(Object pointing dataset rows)
>>>>>
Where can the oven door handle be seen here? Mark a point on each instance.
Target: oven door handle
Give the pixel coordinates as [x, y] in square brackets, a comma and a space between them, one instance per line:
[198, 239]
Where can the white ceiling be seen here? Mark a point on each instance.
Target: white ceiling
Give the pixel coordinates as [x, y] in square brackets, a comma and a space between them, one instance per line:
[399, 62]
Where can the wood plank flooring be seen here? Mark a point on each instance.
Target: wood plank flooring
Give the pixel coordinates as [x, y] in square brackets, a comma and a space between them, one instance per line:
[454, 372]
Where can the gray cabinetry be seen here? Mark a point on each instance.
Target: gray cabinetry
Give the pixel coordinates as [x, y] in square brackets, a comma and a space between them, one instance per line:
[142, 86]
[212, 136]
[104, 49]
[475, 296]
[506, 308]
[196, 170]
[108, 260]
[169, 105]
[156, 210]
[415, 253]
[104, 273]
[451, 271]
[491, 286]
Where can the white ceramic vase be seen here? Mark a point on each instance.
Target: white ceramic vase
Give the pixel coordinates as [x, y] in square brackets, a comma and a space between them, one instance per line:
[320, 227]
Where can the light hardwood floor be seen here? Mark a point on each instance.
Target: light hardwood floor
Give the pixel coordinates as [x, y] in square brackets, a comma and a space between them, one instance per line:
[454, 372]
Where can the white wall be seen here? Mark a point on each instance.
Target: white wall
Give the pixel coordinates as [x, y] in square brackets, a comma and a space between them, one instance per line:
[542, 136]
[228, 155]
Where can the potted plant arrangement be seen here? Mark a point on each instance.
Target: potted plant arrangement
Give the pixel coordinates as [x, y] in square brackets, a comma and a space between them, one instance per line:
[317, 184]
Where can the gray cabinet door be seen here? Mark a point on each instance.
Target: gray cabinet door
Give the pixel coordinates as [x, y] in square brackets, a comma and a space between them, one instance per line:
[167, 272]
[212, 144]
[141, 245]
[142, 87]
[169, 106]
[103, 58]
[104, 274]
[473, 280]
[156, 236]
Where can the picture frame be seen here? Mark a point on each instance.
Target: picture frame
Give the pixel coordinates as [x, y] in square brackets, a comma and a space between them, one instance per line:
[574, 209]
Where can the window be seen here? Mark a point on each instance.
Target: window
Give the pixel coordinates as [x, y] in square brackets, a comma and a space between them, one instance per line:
<<<<<
>>>>>
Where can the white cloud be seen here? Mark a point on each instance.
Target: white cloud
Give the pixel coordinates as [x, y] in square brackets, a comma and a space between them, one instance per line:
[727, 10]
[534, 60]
<<<<<
What is required: Count the lines in the records above that contain the string "ceramic", treating uppercase and lowercase as different. Reply with the number alone.

Exercise response: 2